BEGIN TASK INPUTS
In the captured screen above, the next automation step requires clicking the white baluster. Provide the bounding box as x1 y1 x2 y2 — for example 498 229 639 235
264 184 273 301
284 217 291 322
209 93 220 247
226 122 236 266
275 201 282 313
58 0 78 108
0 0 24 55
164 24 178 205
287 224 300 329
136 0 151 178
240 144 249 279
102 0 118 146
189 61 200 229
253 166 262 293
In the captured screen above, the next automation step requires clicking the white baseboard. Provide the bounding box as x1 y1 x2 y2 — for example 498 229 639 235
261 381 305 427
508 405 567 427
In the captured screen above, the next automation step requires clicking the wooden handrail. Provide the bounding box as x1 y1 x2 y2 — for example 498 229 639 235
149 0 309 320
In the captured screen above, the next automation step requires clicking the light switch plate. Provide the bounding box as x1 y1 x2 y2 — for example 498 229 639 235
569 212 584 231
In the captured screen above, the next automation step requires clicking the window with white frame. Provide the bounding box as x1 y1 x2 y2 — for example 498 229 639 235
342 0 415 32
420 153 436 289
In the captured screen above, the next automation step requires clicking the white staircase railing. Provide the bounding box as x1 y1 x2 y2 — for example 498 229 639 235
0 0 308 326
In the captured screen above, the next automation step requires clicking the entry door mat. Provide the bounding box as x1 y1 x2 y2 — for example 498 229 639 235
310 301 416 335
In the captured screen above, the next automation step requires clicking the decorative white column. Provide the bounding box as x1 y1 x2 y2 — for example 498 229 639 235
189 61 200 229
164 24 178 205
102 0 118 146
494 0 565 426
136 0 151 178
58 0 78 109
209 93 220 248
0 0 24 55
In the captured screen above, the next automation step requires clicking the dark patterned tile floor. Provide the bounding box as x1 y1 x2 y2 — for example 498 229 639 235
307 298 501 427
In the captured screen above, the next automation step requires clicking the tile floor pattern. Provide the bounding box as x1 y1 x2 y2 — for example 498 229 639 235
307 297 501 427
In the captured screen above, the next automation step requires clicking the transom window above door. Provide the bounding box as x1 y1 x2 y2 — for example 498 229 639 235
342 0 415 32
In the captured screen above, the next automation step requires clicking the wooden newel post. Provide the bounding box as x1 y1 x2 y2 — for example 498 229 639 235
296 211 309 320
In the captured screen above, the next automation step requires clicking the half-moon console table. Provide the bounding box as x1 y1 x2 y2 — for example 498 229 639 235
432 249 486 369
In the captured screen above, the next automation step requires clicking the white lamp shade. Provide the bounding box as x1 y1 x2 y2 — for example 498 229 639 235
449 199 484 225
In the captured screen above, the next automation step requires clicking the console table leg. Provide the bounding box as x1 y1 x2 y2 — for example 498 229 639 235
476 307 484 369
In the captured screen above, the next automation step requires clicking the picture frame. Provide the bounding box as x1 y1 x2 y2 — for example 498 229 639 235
END TASK INPUTS
Reproduce, unchanged, the lines from the very first one through the line that contains "307 298 501 427", both ends included.

In the captured screen above, the next automation step requires clicking the white baluster. Provide the bounding box as x1 y1 x2 y2 — for example 498 229 639 235
264 184 273 301
284 217 291 322
209 93 220 247
226 122 236 266
275 201 282 313
58 0 78 108
0 0 24 55
164 24 178 205
287 224 300 329
136 0 151 178
240 144 249 279
102 0 118 146
189 61 200 229
253 166 262 293
In the captured screen above, the next automation step requires clicking the white baseboard. Provide the bounding box as x1 y1 x2 y2 — for example 498 229 639 235
261 381 305 427
508 405 567 427
In the captured screen above, the next automation step requires clicking the wooden handrail. Provide the bounding box as x1 y1 x2 y2 — for example 498 229 639 235
149 0 309 320
In the captured screen above, the next automation step requires clicking the light switch plate. Provide the bounding box as x1 y1 x2 y2 — for example 498 229 639 235
569 212 584 231
In the captured screen above, the next automation step requires clicking the window with white frame. Provide the bounding box as x1 y1 x2 y2 — for example 498 229 639 235
342 0 415 32
420 153 436 289
In the captured screen above, the next automation step requires clicking the white staircase railing. Provide the bounding box as x1 y1 x2 y2 — for example 498 229 639 235
0 0 308 326
In the captured screen above, the next automation step requires clicking the entry door mat. Provide the bounding box as x1 y1 x2 y2 — for example 498 229 639 235
310 301 416 335
In the captured screen above, the next automation step requires clicking the decorative white column. Provide the bounding box as x1 y1 x2 y2 — for example 498 229 639 235
189 61 200 229
164 24 178 205
102 0 118 146
494 0 565 426
136 0 151 178
58 0 78 109
209 93 220 248
0 0 24 55
In the captured screen above, the next automation step requires clicking the dark patterned tile floor. Provide the bounding box as x1 y1 x2 y2 — for example 498 229 639 235
307 298 501 427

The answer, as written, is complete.